>>>>

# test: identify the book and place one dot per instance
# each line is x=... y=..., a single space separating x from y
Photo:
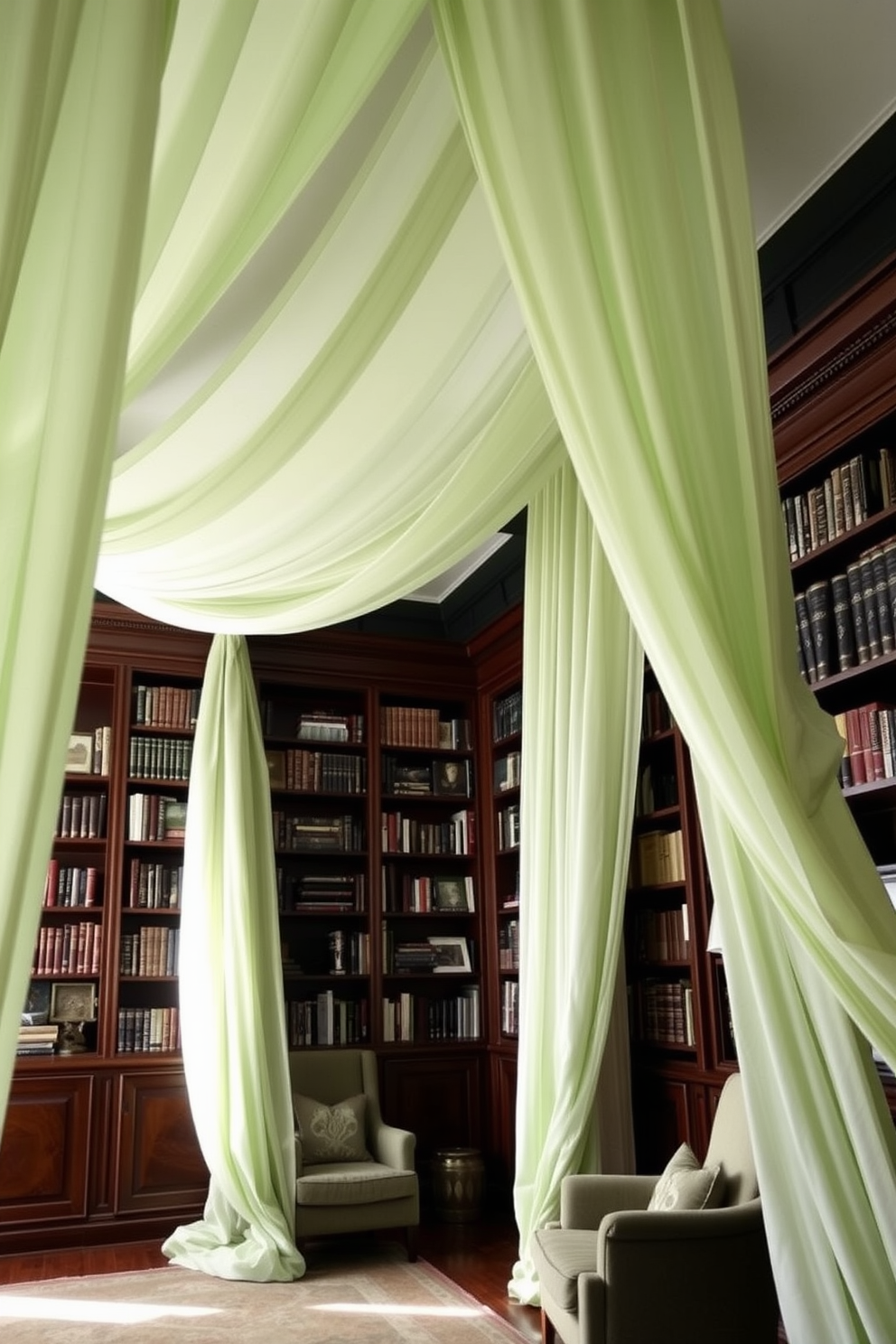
x=843 y=621
x=819 y=624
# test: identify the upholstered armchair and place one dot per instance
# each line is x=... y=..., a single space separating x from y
x=692 y=1269
x=353 y=1173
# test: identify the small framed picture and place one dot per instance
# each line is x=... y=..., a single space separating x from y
x=277 y=769
x=449 y=894
x=36 y=1010
x=452 y=776
x=453 y=956
x=79 y=756
x=73 y=1000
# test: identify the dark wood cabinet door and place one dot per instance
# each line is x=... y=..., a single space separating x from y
x=43 y=1154
x=160 y=1164
x=438 y=1097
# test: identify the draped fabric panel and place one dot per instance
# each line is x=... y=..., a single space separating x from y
x=332 y=401
x=77 y=123
x=582 y=677
x=231 y=999
x=607 y=140
x=253 y=98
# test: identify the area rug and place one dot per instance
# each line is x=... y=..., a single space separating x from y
x=355 y=1300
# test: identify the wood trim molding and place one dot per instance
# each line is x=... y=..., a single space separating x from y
x=837 y=377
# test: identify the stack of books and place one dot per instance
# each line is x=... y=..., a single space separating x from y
x=38 y=1041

<<<<

→ WHAT YOU SHOULD DO: What are the lines above, starting at the one with "# test: identify the small" and ending at the one with "# test: identify the dark"? Give them again exactly, and only them.

→ RESULT OF THIS TASK:
# test: identify the small framed picture and place one dot per instance
# each line is x=... y=..., a single space separating x from y
x=277 y=769
x=449 y=894
x=36 y=1010
x=452 y=776
x=453 y=956
x=79 y=756
x=73 y=1000
# test: identify the dark wood cabinet door and place one dot per instance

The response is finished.